## DO THIS:
Return verbatim the lines of the rows below, from the line that contains "like point(163, 196)." through the line that contains "point(356, 19)", both included.

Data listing

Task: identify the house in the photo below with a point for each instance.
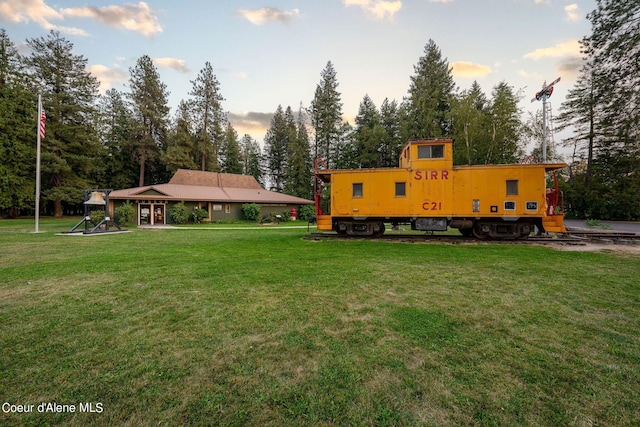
(221, 194)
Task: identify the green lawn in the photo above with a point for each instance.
(256, 327)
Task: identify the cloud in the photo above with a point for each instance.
(468, 69)
(268, 14)
(573, 13)
(567, 48)
(139, 17)
(172, 63)
(379, 9)
(251, 121)
(570, 66)
(108, 77)
(16, 11)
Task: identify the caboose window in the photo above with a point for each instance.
(430, 151)
(357, 189)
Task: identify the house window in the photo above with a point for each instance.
(430, 151)
(357, 189)
(512, 187)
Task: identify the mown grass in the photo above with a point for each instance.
(248, 327)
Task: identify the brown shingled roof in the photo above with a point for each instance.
(208, 187)
(213, 179)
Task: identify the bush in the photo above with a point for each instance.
(199, 214)
(125, 214)
(306, 212)
(95, 217)
(179, 213)
(250, 211)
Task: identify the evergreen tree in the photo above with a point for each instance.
(252, 158)
(70, 149)
(180, 145)
(430, 94)
(580, 111)
(345, 153)
(115, 129)
(230, 150)
(392, 142)
(504, 146)
(326, 114)
(209, 118)
(149, 98)
(368, 134)
(614, 49)
(17, 131)
(470, 119)
(299, 176)
(276, 143)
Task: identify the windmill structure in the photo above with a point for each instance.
(544, 95)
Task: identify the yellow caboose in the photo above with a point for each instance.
(427, 191)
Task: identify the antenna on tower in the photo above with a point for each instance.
(543, 95)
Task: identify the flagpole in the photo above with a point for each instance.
(38, 163)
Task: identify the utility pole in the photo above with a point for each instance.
(543, 95)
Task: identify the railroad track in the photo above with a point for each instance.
(572, 237)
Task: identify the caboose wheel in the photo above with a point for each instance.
(466, 232)
(478, 232)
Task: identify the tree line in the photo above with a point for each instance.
(128, 138)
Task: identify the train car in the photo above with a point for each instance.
(427, 191)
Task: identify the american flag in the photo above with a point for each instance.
(43, 122)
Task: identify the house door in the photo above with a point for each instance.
(158, 214)
(145, 214)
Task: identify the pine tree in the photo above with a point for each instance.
(613, 49)
(209, 117)
(17, 130)
(580, 111)
(252, 158)
(276, 143)
(470, 119)
(326, 114)
(70, 149)
(230, 150)
(505, 126)
(392, 143)
(368, 134)
(345, 153)
(149, 98)
(115, 129)
(430, 93)
(299, 176)
(180, 145)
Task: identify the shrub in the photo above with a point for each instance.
(250, 211)
(125, 214)
(179, 213)
(199, 214)
(306, 212)
(96, 217)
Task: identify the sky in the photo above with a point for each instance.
(266, 53)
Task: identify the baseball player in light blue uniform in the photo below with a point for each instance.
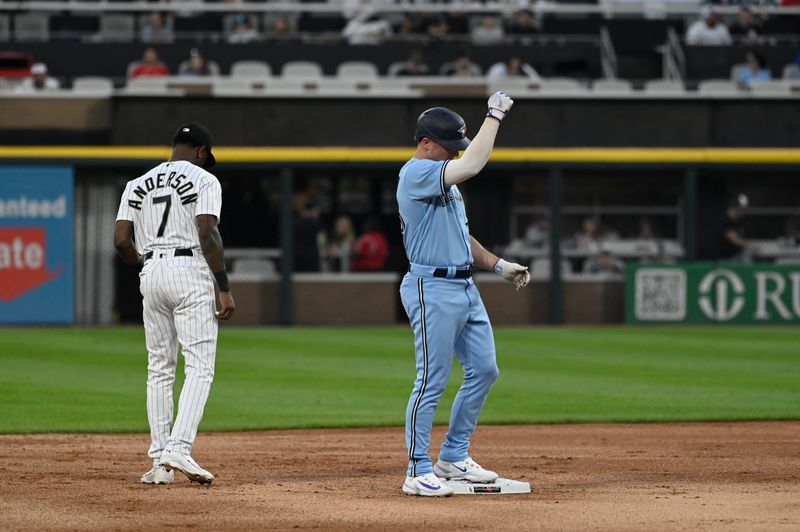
(440, 297)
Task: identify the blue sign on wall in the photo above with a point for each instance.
(36, 250)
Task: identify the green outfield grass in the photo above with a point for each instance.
(93, 380)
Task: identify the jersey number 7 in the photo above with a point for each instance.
(168, 200)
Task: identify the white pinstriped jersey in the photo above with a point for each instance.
(163, 205)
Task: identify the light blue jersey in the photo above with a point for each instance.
(434, 222)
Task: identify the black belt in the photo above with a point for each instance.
(178, 253)
(460, 274)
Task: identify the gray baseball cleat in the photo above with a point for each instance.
(186, 465)
(466, 469)
(158, 475)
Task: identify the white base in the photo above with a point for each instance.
(498, 487)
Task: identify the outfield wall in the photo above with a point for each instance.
(106, 292)
(640, 120)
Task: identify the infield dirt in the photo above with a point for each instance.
(707, 476)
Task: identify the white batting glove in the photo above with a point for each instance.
(499, 105)
(512, 272)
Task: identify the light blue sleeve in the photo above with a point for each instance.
(424, 178)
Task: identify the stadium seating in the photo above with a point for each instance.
(5, 28)
(612, 87)
(96, 86)
(357, 70)
(31, 27)
(117, 28)
(250, 69)
(718, 87)
(301, 69)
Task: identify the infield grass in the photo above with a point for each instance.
(93, 379)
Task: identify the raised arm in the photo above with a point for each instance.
(478, 152)
(211, 243)
(510, 271)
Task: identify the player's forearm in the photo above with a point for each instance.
(123, 242)
(484, 259)
(475, 156)
(213, 250)
(127, 252)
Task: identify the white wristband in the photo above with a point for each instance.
(495, 113)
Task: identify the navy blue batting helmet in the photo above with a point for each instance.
(444, 127)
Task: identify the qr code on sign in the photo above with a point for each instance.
(660, 294)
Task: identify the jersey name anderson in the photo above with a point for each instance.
(172, 180)
(164, 203)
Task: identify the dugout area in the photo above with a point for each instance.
(653, 427)
(681, 192)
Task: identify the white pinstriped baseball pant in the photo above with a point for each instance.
(179, 308)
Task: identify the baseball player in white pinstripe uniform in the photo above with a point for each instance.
(173, 211)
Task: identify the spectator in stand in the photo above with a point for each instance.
(243, 31)
(197, 65)
(603, 263)
(511, 68)
(747, 26)
(371, 249)
(727, 242)
(38, 80)
(708, 30)
(309, 239)
(156, 29)
(756, 70)
(645, 231)
(340, 247)
(412, 24)
(488, 32)
(524, 22)
(367, 28)
(439, 28)
(462, 67)
(538, 234)
(586, 239)
(150, 65)
(792, 70)
(413, 66)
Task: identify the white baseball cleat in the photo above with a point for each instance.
(158, 475)
(186, 465)
(427, 485)
(467, 469)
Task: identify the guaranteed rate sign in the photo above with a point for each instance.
(713, 293)
(36, 245)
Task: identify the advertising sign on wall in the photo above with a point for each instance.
(36, 245)
(713, 293)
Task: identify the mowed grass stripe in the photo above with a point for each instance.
(93, 380)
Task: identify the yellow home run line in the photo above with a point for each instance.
(345, 154)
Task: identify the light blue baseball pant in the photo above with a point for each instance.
(447, 315)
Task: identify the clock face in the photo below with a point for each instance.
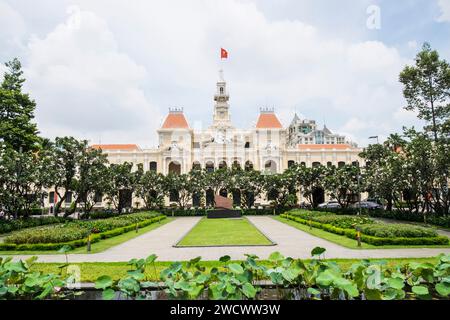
(221, 136)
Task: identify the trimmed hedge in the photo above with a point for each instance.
(376, 241)
(7, 226)
(75, 229)
(397, 230)
(345, 222)
(80, 242)
(200, 212)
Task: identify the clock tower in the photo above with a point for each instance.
(221, 106)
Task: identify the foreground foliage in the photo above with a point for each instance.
(315, 279)
(292, 279)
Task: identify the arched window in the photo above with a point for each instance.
(196, 166)
(173, 195)
(222, 165)
(209, 197)
(272, 195)
(271, 166)
(223, 193)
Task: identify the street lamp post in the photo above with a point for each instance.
(375, 137)
(359, 194)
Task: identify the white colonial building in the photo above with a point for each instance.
(267, 146)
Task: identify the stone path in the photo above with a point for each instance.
(290, 241)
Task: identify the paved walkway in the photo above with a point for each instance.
(441, 231)
(290, 241)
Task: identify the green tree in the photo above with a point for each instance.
(119, 178)
(65, 160)
(251, 185)
(20, 180)
(309, 180)
(90, 181)
(17, 111)
(181, 184)
(427, 89)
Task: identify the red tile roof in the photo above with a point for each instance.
(268, 121)
(175, 120)
(325, 146)
(121, 147)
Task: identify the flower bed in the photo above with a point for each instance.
(399, 236)
(76, 230)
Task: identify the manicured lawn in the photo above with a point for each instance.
(342, 240)
(100, 246)
(91, 271)
(224, 232)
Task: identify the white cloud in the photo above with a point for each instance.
(85, 85)
(444, 5)
(412, 44)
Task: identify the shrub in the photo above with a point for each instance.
(75, 230)
(431, 218)
(429, 237)
(397, 230)
(339, 221)
(7, 226)
(79, 242)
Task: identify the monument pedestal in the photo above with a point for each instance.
(224, 213)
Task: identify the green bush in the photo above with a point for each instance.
(431, 218)
(80, 242)
(397, 230)
(7, 226)
(75, 230)
(339, 221)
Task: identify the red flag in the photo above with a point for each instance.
(223, 53)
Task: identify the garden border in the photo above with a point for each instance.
(376, 241)
(80, 242)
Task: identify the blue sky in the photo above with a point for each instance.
(109, 70)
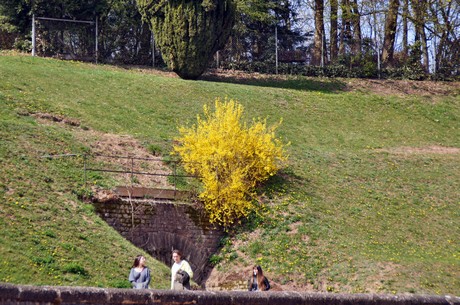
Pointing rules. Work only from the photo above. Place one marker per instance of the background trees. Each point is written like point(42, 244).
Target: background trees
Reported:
point(189, 32)
point(359, 38)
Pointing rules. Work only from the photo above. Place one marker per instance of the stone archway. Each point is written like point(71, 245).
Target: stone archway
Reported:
point(159, 226)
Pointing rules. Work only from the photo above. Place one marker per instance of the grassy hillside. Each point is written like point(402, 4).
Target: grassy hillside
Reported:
point(369, 201)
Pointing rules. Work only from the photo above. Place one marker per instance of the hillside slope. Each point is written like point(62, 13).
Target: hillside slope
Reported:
point(368, 202)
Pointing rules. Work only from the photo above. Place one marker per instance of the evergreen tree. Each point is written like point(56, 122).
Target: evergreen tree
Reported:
point(189, 32)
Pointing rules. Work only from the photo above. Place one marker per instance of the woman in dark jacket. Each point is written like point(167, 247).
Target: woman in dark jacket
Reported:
point(140, 273)
point(258, 282)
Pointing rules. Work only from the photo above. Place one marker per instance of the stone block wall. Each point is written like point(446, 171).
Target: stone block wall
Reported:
point(28, 295)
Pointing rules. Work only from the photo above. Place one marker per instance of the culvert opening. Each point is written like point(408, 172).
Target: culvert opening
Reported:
point(160, 220)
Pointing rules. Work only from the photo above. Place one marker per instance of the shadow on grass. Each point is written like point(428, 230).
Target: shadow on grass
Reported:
point(302, 83)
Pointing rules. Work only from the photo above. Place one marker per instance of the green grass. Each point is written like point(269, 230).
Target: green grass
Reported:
point(350, 213)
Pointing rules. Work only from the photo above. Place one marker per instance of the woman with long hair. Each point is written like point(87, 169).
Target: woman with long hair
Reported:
point(140, 273)
point(181, 272)
point(258, 282)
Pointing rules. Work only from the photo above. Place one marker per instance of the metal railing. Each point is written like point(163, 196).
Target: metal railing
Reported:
point(131, 171)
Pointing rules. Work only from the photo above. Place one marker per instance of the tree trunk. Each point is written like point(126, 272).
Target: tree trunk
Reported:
point(405, 26)
point(333, 39)
point(345, 33)
point(420, 10)
point(319, 52)
point(390, 33)
point(356, 19)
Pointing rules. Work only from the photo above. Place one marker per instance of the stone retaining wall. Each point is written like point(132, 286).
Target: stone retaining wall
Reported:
point(158, 226)
point(46, 295)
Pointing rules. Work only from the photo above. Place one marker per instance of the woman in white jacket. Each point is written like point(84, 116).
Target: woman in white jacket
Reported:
point(181, 272)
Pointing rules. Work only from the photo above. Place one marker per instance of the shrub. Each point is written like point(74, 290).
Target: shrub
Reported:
point(230, 158)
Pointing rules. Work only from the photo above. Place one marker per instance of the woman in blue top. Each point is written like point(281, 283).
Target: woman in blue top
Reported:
point(258, 281)
point(140, 274)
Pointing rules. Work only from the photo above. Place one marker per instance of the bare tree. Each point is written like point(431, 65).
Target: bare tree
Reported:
point(390, 33)
point(419, 8)
point(356, 21)
point(319, 51)
point(333, 33)
point(405, 18)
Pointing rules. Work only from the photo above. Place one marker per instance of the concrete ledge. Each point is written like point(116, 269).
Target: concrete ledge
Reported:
point(47, 295)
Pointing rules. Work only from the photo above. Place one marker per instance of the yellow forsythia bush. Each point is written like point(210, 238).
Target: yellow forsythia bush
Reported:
point(230, 158)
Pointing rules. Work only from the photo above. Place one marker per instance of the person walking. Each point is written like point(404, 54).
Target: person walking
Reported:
point(181, 272)
point(139, 276)
point(258, 282)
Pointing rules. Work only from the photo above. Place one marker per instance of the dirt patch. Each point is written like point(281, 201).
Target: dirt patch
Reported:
point(422, 150)
point(404, 87)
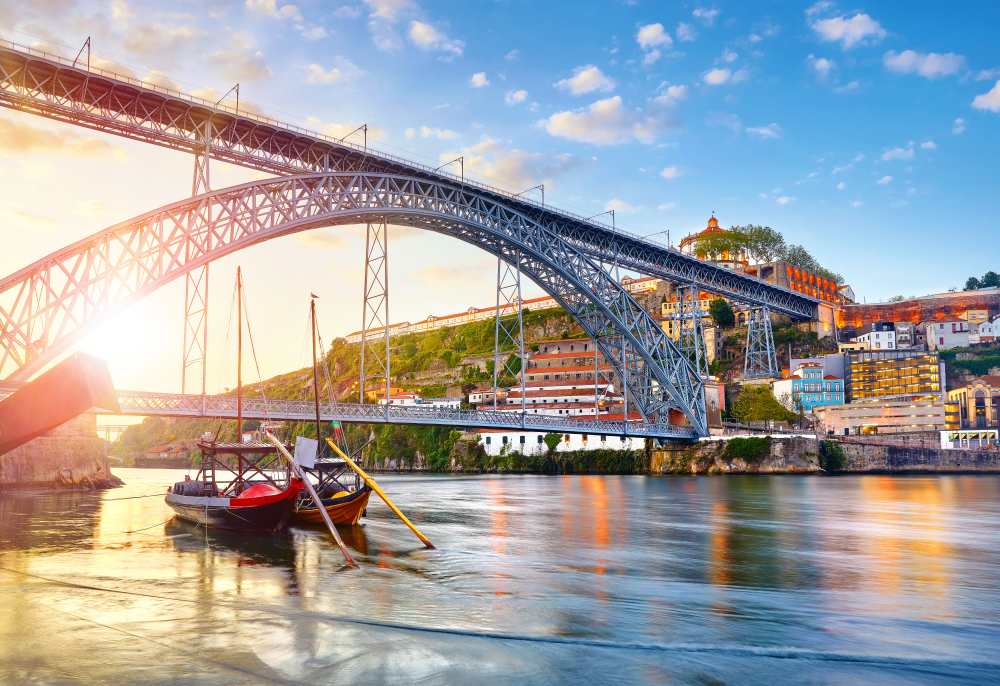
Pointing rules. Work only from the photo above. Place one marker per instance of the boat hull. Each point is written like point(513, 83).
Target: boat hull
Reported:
point(343, 510)
point(270, 514)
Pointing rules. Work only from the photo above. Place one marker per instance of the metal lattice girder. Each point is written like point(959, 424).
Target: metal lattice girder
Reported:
point(509, 330)
point(48, 85)
point(375, 362)
point(688, 318)
point(761, 360)
point(48, 305)
point(179, 405)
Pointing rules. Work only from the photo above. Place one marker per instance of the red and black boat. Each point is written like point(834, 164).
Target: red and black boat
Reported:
point(260, 497)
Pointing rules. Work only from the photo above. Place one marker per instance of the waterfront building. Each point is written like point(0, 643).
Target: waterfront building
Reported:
point(877, 336)
point(884, 374)
point(978, 402)
point(809, 388)
point(880, 417)
point(946, 333)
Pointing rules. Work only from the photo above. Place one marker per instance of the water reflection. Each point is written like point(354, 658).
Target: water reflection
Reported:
point(613, 579)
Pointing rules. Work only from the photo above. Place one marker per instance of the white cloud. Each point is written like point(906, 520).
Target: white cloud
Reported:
point(686, 32)
point(269, 7)
point(724, 119)
point(426, 132)
point(822, 66)
point(989, 101)
point(618, 206)
point(764, 132)
point(930, 65)
point(651, 38)
point(850, 32)
point(898, 154)
point(347, 12)
point(586, 79)
point(344, 71)
point(608, 122)
point(514, 97)
point(707, 16)
point(493, 160)
point(429, 38)
point(718, 77)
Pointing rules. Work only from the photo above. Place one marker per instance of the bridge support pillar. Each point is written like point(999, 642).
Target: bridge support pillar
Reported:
point(196, 286)
point(375, 361)
point(761, 360)
point(510, 333)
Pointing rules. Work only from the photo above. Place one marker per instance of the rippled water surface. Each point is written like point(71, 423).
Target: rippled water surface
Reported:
point(537, 579)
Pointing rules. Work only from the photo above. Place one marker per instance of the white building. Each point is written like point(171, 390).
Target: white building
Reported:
point(947, 333)
point(533, 442)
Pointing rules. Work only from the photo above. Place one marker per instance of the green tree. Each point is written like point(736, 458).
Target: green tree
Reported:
point(552, 442)
point(757, 403)
point(721, 313)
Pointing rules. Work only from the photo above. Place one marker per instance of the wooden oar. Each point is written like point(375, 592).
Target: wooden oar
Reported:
point(374, 486)
point(319, 504)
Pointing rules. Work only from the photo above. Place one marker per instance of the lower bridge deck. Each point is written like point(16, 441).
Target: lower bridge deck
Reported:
point(224, 407)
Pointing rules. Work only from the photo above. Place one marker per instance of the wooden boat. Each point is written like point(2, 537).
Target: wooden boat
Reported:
point(342, 493)
point(262, 493)
point(252, 501)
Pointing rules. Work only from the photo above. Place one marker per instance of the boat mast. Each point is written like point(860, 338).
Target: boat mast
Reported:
point(239, 356)
point(319, 427)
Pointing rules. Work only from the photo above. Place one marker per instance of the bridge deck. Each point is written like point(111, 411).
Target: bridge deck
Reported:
point(224, 407)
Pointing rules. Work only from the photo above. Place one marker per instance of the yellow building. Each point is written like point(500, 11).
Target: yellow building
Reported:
point(977, 402)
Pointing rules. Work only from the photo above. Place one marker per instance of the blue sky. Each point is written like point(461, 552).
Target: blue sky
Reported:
point(867, 133)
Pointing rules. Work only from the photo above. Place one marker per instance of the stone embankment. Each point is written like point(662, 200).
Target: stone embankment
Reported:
point(70, 456)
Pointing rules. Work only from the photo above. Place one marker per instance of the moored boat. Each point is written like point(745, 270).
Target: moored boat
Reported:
point(253, 501)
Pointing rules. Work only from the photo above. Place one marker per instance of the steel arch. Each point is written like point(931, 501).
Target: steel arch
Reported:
point(54, 87)
point(50, 304)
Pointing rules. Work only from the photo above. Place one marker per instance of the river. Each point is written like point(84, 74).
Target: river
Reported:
point(537, 580)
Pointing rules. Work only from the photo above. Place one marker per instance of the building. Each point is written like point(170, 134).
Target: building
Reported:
point(877, 336)
point(894, 416)
point(851, 347)
point(978, 402)
point(906, 335)
point(943, 334)
point(565, 398)
point(724, 259)
point(809, 388)
point(968, 440)
point(884, 374)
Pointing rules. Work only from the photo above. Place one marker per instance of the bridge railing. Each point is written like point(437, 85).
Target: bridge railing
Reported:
point(224, 407)
point(263, 119)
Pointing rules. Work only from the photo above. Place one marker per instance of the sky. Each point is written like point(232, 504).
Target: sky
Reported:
point(869, 134)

## FINAL RESULT:
Pointing rules. Work only from the photo above. Place one marker per instance of the metal railing. Each point is written like point(163, 196).
Target: metal railing
Reported:
point(131, 171)
Pointing rules. Work only from the photo above. Place one marker per instance of the tree trunk. Each point is written like point(126, 272).
Target: tree trunk
Reported:
point(405, 26)
point(333, 39)
point(345, 33)
point(420, 10)
point(319, 52)
point(390, 33)
point(356, 19)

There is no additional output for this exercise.